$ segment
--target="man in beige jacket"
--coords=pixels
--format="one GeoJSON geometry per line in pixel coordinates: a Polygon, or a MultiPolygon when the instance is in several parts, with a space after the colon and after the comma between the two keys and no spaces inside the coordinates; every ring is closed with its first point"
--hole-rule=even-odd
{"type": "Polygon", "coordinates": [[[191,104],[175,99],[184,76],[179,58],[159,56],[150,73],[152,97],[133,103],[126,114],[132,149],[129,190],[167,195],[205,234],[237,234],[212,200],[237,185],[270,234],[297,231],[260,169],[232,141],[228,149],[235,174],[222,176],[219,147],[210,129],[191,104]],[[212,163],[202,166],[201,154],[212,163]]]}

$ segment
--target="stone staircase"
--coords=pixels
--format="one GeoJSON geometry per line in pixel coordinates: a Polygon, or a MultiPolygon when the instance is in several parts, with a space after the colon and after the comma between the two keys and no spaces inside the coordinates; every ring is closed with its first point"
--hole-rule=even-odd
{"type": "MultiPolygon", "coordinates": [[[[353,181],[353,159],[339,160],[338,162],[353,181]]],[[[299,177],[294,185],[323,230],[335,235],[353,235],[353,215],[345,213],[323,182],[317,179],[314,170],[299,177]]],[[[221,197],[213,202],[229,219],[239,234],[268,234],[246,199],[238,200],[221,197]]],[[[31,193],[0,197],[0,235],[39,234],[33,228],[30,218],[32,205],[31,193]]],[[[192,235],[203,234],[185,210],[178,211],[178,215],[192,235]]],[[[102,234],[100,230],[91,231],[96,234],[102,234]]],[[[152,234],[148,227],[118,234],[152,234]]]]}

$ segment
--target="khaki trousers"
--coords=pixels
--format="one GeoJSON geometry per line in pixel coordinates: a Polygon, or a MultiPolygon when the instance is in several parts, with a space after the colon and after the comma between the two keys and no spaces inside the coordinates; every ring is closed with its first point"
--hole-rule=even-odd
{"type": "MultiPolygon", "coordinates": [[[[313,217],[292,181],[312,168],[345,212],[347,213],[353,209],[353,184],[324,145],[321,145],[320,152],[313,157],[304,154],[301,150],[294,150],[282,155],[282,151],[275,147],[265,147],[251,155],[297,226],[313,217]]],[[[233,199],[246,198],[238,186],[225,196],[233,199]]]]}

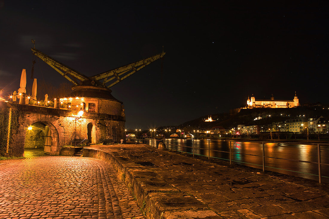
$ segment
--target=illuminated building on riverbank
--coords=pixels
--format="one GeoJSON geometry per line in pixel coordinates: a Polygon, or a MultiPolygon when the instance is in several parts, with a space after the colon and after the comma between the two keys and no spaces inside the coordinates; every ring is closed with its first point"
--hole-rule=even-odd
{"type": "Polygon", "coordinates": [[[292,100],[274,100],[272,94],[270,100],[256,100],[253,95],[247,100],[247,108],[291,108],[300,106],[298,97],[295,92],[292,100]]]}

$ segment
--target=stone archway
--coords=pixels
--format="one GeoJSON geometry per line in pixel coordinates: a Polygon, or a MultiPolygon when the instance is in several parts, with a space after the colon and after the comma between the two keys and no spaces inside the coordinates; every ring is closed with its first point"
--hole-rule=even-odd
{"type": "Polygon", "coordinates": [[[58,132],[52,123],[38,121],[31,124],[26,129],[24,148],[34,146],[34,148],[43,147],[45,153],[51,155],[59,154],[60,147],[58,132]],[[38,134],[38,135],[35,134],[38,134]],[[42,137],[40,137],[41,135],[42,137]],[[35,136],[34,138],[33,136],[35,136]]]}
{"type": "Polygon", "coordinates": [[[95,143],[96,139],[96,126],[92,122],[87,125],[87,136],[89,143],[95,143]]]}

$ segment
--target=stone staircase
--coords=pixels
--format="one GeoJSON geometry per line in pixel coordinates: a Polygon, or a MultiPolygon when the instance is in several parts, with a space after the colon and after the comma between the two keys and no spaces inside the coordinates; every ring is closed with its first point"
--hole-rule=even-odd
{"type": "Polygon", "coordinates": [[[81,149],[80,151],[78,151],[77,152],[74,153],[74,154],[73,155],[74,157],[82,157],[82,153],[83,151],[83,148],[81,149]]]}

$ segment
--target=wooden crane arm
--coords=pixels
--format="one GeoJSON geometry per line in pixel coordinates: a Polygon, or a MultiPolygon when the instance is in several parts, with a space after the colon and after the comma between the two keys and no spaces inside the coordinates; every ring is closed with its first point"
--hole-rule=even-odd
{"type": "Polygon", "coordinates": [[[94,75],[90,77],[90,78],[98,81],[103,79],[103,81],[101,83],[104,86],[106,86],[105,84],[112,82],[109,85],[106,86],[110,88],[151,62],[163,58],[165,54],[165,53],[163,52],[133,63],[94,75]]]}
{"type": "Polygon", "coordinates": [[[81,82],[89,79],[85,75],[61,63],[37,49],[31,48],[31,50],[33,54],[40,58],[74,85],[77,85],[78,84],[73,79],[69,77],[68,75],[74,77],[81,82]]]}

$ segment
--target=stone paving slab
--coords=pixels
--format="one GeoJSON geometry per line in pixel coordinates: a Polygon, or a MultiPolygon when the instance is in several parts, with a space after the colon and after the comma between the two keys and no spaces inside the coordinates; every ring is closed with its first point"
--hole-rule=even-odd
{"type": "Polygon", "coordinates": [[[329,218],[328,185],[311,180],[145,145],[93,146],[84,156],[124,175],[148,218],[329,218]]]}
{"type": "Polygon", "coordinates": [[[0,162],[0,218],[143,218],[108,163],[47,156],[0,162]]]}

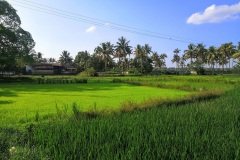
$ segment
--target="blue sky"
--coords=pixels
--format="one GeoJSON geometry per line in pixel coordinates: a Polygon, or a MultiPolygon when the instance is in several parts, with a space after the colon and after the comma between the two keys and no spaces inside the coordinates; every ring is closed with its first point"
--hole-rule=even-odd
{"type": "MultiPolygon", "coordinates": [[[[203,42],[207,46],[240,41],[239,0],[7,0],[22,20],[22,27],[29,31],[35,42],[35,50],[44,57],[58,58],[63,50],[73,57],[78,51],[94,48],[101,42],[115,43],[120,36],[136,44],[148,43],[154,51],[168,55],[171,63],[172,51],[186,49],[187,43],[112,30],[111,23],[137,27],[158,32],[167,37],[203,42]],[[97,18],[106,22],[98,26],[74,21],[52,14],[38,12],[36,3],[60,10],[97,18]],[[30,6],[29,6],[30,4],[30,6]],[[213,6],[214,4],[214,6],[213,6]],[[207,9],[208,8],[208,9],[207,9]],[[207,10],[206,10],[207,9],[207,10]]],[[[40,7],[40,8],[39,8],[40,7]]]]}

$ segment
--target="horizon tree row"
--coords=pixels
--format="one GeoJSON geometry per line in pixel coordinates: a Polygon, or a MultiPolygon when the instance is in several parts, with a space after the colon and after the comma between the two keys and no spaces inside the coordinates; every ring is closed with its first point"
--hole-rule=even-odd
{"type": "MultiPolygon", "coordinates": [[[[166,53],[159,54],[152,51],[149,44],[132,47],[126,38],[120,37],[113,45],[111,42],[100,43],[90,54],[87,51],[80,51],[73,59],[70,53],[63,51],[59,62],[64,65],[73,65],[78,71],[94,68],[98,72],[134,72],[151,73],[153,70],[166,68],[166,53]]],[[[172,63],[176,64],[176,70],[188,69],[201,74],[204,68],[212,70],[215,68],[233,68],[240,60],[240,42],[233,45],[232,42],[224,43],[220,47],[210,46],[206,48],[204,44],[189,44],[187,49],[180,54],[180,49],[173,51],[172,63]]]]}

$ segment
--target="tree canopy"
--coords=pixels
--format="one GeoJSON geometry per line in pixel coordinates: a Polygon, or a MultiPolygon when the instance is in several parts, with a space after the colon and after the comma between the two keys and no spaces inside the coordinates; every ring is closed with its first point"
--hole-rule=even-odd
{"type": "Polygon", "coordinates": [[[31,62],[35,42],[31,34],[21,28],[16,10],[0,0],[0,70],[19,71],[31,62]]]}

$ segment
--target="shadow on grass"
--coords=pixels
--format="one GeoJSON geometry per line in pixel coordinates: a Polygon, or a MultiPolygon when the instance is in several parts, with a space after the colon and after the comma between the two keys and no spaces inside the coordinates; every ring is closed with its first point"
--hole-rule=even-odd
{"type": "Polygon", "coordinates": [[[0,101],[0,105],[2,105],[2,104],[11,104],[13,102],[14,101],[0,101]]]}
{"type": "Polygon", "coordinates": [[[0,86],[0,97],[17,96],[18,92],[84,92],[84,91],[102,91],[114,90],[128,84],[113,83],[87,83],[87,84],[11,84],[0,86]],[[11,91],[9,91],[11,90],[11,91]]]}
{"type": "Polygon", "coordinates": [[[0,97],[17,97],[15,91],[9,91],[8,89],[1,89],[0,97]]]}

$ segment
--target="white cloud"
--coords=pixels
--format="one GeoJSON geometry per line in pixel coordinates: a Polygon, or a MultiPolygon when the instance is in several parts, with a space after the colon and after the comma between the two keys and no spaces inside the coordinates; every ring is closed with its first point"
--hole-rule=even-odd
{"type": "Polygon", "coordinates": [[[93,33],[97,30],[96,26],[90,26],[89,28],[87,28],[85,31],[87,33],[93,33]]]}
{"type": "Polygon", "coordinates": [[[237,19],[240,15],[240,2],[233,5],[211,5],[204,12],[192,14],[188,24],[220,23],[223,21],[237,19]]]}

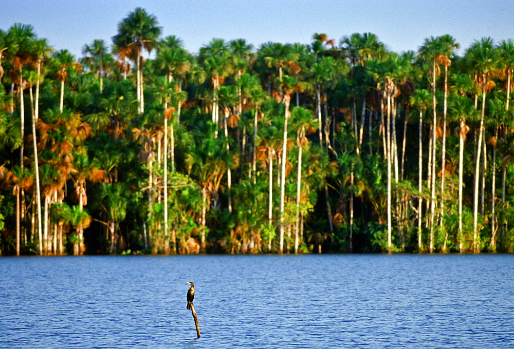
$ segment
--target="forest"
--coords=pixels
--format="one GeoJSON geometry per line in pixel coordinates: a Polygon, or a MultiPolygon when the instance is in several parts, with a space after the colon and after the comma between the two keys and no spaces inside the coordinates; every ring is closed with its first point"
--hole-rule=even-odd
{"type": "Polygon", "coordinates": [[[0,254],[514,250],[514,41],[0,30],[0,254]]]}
□ □ □
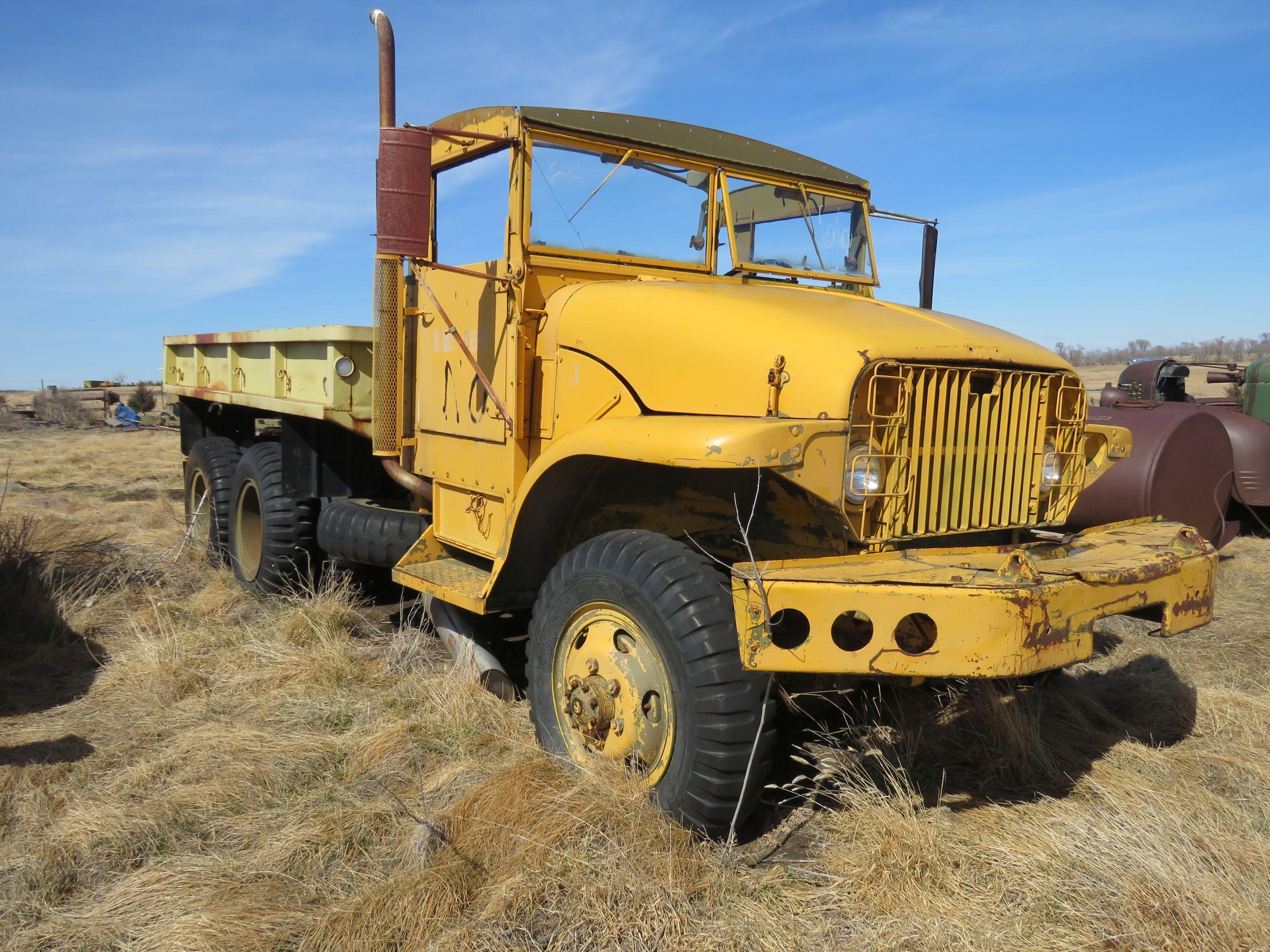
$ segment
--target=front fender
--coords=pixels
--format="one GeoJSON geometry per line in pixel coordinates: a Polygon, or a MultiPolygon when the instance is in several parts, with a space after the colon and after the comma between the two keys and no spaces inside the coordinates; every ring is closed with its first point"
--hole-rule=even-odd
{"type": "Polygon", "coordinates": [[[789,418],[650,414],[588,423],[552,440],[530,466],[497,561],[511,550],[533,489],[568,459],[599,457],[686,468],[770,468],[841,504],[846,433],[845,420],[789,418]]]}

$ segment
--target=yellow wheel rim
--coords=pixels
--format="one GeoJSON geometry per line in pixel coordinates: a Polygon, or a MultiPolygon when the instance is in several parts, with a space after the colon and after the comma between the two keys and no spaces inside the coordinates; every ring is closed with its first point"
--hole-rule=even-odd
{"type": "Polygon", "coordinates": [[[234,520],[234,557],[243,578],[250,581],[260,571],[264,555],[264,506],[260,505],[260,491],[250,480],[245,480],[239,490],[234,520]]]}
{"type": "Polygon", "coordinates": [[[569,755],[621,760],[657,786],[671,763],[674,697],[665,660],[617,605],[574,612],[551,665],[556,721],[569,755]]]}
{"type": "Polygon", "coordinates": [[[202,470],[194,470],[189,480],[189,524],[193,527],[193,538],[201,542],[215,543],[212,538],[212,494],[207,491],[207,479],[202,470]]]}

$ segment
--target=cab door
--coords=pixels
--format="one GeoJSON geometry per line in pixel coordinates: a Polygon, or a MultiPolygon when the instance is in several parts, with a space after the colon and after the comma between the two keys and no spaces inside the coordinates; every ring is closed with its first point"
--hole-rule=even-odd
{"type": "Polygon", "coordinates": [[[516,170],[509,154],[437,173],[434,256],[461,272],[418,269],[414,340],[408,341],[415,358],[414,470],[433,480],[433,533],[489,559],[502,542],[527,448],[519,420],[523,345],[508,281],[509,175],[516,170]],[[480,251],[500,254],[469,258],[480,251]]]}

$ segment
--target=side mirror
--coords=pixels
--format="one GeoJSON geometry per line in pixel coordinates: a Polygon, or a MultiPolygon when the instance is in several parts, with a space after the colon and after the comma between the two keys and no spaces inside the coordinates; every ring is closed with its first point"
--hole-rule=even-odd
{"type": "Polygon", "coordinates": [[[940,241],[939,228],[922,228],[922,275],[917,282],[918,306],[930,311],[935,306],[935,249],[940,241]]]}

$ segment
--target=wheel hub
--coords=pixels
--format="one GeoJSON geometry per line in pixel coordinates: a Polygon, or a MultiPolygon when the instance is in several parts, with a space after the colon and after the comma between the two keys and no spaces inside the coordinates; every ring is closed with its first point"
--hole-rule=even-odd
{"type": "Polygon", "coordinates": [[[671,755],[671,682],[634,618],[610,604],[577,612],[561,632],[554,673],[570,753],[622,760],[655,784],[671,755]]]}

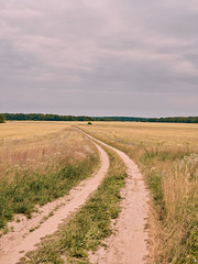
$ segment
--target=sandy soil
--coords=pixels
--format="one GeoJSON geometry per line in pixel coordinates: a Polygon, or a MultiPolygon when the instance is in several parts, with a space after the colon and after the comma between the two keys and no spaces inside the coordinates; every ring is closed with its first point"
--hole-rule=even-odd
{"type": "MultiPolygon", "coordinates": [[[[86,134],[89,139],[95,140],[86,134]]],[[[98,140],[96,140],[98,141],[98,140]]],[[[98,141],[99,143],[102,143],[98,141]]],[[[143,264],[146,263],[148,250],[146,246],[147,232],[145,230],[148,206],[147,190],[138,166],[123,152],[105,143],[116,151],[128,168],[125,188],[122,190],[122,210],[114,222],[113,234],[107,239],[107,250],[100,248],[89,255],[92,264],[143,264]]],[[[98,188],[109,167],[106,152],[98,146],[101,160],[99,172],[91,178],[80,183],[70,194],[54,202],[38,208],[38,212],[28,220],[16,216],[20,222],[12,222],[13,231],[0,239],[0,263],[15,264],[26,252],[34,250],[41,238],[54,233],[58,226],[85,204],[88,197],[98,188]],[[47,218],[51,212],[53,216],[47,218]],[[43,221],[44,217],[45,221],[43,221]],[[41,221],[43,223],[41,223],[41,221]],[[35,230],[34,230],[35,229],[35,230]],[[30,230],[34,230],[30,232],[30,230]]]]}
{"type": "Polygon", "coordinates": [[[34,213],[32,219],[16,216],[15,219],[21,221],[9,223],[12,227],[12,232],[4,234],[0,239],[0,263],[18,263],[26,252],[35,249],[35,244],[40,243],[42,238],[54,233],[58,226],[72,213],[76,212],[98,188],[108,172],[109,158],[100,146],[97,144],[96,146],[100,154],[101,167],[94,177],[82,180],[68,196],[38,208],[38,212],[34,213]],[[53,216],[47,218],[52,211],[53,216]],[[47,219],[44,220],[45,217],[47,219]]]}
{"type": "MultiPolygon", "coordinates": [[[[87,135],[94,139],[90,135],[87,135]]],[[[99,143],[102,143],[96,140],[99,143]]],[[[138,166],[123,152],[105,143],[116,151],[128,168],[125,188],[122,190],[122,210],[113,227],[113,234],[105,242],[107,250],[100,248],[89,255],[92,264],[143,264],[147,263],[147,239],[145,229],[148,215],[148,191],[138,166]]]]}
□ □ □
Exercise = Count the lines in the rows above that contain the word "stone", treating uppercase and lowercase as different, and reply with the number only.

Result for this task = 4